::: Records to process :::

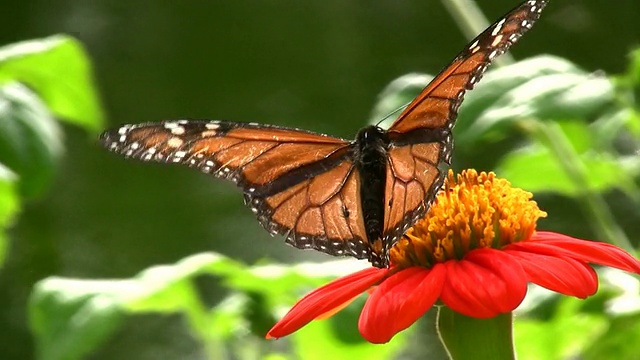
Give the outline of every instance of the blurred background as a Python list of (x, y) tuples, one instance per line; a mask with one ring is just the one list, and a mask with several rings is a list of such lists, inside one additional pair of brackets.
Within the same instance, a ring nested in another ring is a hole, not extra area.
[[(490, 21), (517, 3), (478, 1)], [(511, 53), (553, 54), (587, 72), (622, 73), (640, 45), (638, 15), (637, 1), (551, 1)], [(59, 33), (82, 42), (107, 127), (203, 118), (347, 139), (366, 124), (389, 82), (437, 73), (469, 40), (436, 0), (27, 0), (3, 4), (0, 19), (0, 45)], [(327, 259), (271, 238), (230, 184), (186, 168), (126, 161), (98, 146), (98, 132), (63, 129), (52, 185), (24, 204), (9, 231), (0, 271), (2, 359), (34, 357), (27, 299), (48, 276), (128, 278), (209, 250), (249, 264)], [(491, 170), (457, 152), (457, 169)], [(537, 199), (550, 214), (567, 216), (547, 229), (595, 237), (571, 200)], [(622, 221), (627, 230), (638, 226), (637, 217)], [(219, 299), (215, 283), (202, 288)], [(198, 358), (196, 347), (178, 316), (138, 316), (91, 358)]]

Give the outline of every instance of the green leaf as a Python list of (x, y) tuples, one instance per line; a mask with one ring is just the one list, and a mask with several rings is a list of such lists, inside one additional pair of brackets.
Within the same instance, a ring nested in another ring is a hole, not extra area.
[(635, 359), (640, 282), (617, 269), (598, 275), (598, 292), (586, 300), (529, 289), (515, 323), (519, 359)]
[[(555, 56), (542, 55), (518, 61), (512, 65), (489, 70), (476, 88), (465, 95), (460, 107), (456, 130), (468, 132), (477, 118), (496, 107), (505, 94), (532, 79), (557, 74), (584, 74), (573, 63)], [(528, 98), (528, 97), (527, 97)]]
[[(615, 159), (599, 156), (583, 156), (589, 168), (588, 184), (591, 189), (604, 191), (632, 186), (632, 177), (624, 176), (624, 167)], [(531, 146), (509, 153), (500, 162), (496, 173), (516, 187), (531, 192), (556, 192), (566, 196), (578, 196), (580, 189), (564, 172), (548, 149)], [(536, 176), (532, 176), (535, 174)]]
[(20, 210), (16, 182), (16, 175), (0, 164), (0, 267), (4, 264), (7, 255), (8, 242), (5, 231)]
[(633, 359), (640, 354), (640, 281), (637, 276), (611, 268), (600, 269), (598, 275), (601, 290), (597, 296), (603, 307), (596, 310), (606, 311), (609, 326), (597, 341), (587, 345), (582, 357)]
[(547, 321), (519, 316), (515, 322), (518, 359), (569, 359), (583, 354), (607, 329), (605, 317), (581, 312), (583, 305), (582, 300), (562, 297)]
[[(55, 354), (56, 358), (78, 359), (103, 343), (127, 314), (179, 313), (212, 358), (227, 358), (228, 351), (234, 351), (235, 355), (264, 353), (265, 349), (276, 349), (282, 344), (263, 339), (267, 328), (275, 322), (274, 308), (286, 309), (310, 288), (362, 266), (360, 262), (340, 260), (246, 267), (218, 254), (203, 253), (175, 265), (149, 268), (126, 280), (49, 278), (36, 284), (31, 295), (31, 328), (43, 357)], [(236, 291), (209, 309), (194, 284), (202, 275), (218, 277)], [(360, 307), (355, 311), (359, 312)], [(349, 315), (349, 311), (345, 313)], [(362, 351), (370, 353), (373, 359), (388, 358), (384, 355), (388, 354), (386, 350), (371, 346), (359, 336), (357, 315), (346, 322), (354, 330), (349, 337), (352, 340), (345, 341), (344, 329), (334, 328), (329, 331), (332, 338), (321, 342), (341, 349), (346, 354), (341, 355), (343, 358)], [(315, 336), (313, 331), (302, 336), (309, 334)], [(394, 341), (388, 348), (395, 349), (399, 344)]]
[(64, 35), (0, 48), (0, 84), (19, 81), (37, 92), (56, 116), (91, 131), (103, 128), (89, 58)]
[(640, 49), (635, 49), (629, 55), (629, 70), (627, 78), (632, 85), (640, 85)]
[(29, 307), (40, 358), (84, 358), (127, 313), (183, 313), (191, 330), (206, 341), (210, 324), (193, 280), (200, 274), (228, 276), (238, 266), (221, 255), (204, 253), (149, 268), (128, 280), (41, 280)]
[(0, 163), (20, 177), (24, 195), (44, 190), (61, 153), (60, 125), (40, 98), (15, 82), (0, 87)]
[(611, 105), (609, 79), (590, 74), (540, 76), (504, 93), (457, 137), (461, 147), (483, 138), (505, 137), (521, 119), (588, 119)]
[(151, 267), (135, 278), (136, 292), (122, 294), (132, 312), (176, 312), (192, 305), (192, 281), (202, 274), (226, 277), (241, 272), (242, 265), (215, 253), (185, 258), (175, 265)]
[(245, 293), (265, 294), (271, 299), (272, 305), (292, 305), (308, 291), (338, 276), (362, 270), (363, 266), (367, 264), (352, 260), (254, 266), (247, 271), (236, 272), (225, 283)]
[(606, 334), (590, 343), (582, 359), (634, 359), (640, 354), (640, 314), (613, 319)]
[[(358, 307), (358, 314), (361, 308), (362, 306)], [(341, 311), (338, 315), (343, 315), (342, 313), (346, 311), (348, 309)], [(313, 321), (291, 336), (293, 349), (300, 359), (392, 359), (392, 355), (402, 349), (406, 343), (406, 337), (401, 333), (387, 344), (369, 344), (357, 334), (357, 316), (336, 324), (339, 327), (350, 328), (358, 336), (356, 340), (345, 341), (337, 336), (332, 320), (337, 322), (334, 318)], [(341, 331), (344, 332), (345, 329)]]
[[(630, 195), (637, 193), (633, 169), (613, 155), (596, 150), (597, 135), (593, 134), (593, 128), (578, 121), (558, 124), (578, 154), (581, 166), (589, 170), (586, 182), (590, 189), (605, 191), (617, 188)], [(540, 142), (506, 154), (497, 165), (496, 172), (514, 186), (531, 192), (549, 191), (575, 197), (583, 191), (564, 171), (556, 154)]]
[(36, 284), (29, 322), (38, 359), (82, 359), (124, 319), (118, 294), (134, 288), (117, 281), (48, 278)]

:::

--- Required action ---
What is needed is an exact copy of all the data, with no images in it.

--- Completed task ---
Give the outline of every instance of the blurred background as a Python list of (x, y) tuples, one instance per line; a mask with one ring is just the one list, and a mask with several rings is a list of such lists, inside one additional pair of brackets.
Within the same instance, a ring nested in another ring is a hole, not extra area.
[[(490, 21), (517, 3), (478, 1)], [(511, 53), (553, 54), (587, 72), (622, 73), (640, 45), (638, 15), (637, 1), (551, 1)], [(59, 33), (82, 42), (107, 127), (203, 118), (347, 139), (366, 124), (389, 82), (437, 73), (469, 40), (436, 0), (27, 0), (3, 4), (0, 19), (0, 45)], [(327, 259), (271, 238), (230, 184), (186, 168), (126, 161), (98, 146), (98, 132), (63, 129), (52, 185), (24, 204), (9, 231), (0, 271), (2, 359), (34, 357), (27, 299), (48, 276), (128, 278), (209, 250), (249, 264)], [(491, 170), (457, 152), (457, 169)], [(537, 199), (550, 214), (567, 216), (547, 229), (595, 237), (571, 200)], [(622, 221), (627, 230), (638, 226), (637, 217)], [(219, 299), (215, 283), (202, 288)], [(198, 358), (196, 347), (178, 316), (138, 316), (91, 358)]]

Give the outline of every instance of the green leaf as a Python list of (x, y) tuples, one instance per line; a mask with one ring is just the one list, and a mask with several rings is a list of such lists, inside one additional pair of brackets.
Within the same instance, a ring nested in another ring is a hole, not extra area.
[(635, 359), (640, 282), (617, 269), (598, 275), (598, 292), (586, 300), (529, 289), (515, 323), (519, 359)]
[[(555, 56), (542, 55), (518, 61), (512, 65), (489, 70), (476, 88), (465, 95), (460, 107), (456, 130), (468, 132), (477, 118), (496, 107), (505, 94), (532, 79), (557, 74), (584, 74), (573, 63)], [(528, 98), (528, 97), (527, 97)]]
[[(615, 159), (599, 156), (583, 156), (589, 168), (588, 184), (591, 189), (604, 191), (632, 186), (632, 177), (624, 176), (624, 167)], [(531, 146), (509, 153), (500, 162), (496, 173), (516, 187), (531, 192), (556, 192), (566, 196), (578, 196), (580, 189), (564, 172), (548, 149)], [(536, 176), (532, 176), (535, 174)]]
[(20, 210), (16, 182), (16, 175), (0, 164), (0, 267), (4, 264), (7, 255), (8, 242), (5, 231)]
[(633, 359), (640, 354), (640, 281), (637, 276), (611, 268), (600, 269), (598, 275), (601, 290), (597, 296), (603, 307), (596, 310), (606, 311), (609, 326), (597, 341), (587, 345), (582, 357)]
[(547, 321), (519, 316), (515, 322), (518, 359), (569, 359), (583, 354), (607, 329), (605, 317), (581, 312), (583, 305), (582, 300), (562, 297)]
[[(55, 354), (56, 358), (78, 359), (103, 343), (127, 314), (179, 313), (212, 358), (227, 358), (228, 351), (234, 351), (235, 355), (264, 353), (265, 349), (276, 349), (282, 344), (263, 339), (267, 328), (275, 322), (274, 308), (286, 309), (310, 288), (362, 266), (360, 262), (340, 260), (246, 267), (218, 254), (203, 253), (175, 265), (149, 268), (126, 280), (49, 278), (36, 284), (31, 295), (31, 328), (43, 357)], [(236, 291), (209, 309), (194, 284), (202, 275), (218, 277)], [(360, 307), (355, 311), (359, 312)], [(349, 315), (349, 311), (345, 313)], [(362, 351), (370, 353), (373, 359), (388, 358), (384, 355), (388, 354), (386, 350), (371, 346), (359, 336), (357, 315), (346, 322), (354, 330), (349, 337), (352, 340), (345, 341), (344, 329), (334, 328), (329, 331), (332, 338), (321, 342), (341, 349), (346, 354), (341, 355), (343, 358)], [(315, 336), (313, 331), (302, 336), (309, 334)], [(394, 341), (388, 348), (395, 349), (399, 344)]]
[(64, 35), (0, 48), (0, 84), (19, 81), (37, 92), (56, 116), (91, 131), (103, 128), (89, 58)]
[(640, 49), (635, 49), (629, 55), (629, 70), (627, 78), (632, 85), (640, 85)]
[(29, 307), (40, 358), (84, 358), (127, 313), (183, 313), (191, 330), (206, 341), (210, 324), (193, 280), (200, 274), (228, 276), (238, 266), (221, 255), (204, 253), (149, 268), (128, 280), (41, 280)]
[(0, 163), (20, 177), (24, 195), (44, 190), (61, 153), (60, 125), (40, 98), (15, 82), (0, 87)]
[(611, 105), (609, 79), (590, 74), (540, 76), (504, 93), (457, 137), (461, 147), (483, 138), (505, 137), (521, 119), (588, 119)]
[(151, 267), (135, 278), (136, 292), (122, 294), (132, 312), (176, 312), (192, 305), (192, 281), (202, 274), (226, 277), (241, 272), (242, 265), (215, 253), (185, 258), (175, 265)]
[(245, 293), (265, 294), (271, 299), (272, 305), (292, 305), (308, 291), (338, 276), (362, 270), (363, 266), (367, 264), (352, 260), (254, 266), (247, 271), (236, 272), (225, 283)]
[(606, 334), (590, 343), (582, 359), (634, 359), (640, 354), (640, 314), (613, 319)]
[[(358, 307), (358, 314), (361, 308), (362, 306)], [(341, 311), (338, 315), (343, 315), (342, 313), (346, 311), (348, 309)], [(313, 321), (291, 336), (293, 349), (300, 359), (392, 359), (392, 355), (402, 349), (406, 343), (406, 337), (401, 333), (387, 344), (369, 344), (357, 334), (357, 316), (336, 324), (339, 327), (350, 328), (358, 336), (356, 340), (345, 341), (337, 336), (332, 320), (337, 322), (334, 318)], [(341, 331), (344, 332), (345, 329)]]
[[(630, 195), (637, 193), (633, 169), (613, 155), (596, 150), (597, 135), (593, 134), (593, 128), (578, 121), (558, 124), (578, 154), (581, 166), (589, 170), (586, 182), (590, 189), (605, 191), (617, 188)], [(540, 142), (506, 154), (497, 165), (496, 172), (514, 186), (531, 192), (549, 191), (575, 197), (583, 191), (564, 171), (556, 154)]]
[(36, 284), (29, 322), (38, 359), (82, 359), (124, 319), (118, 294), (134, 288), (117, 281), (48, 278)]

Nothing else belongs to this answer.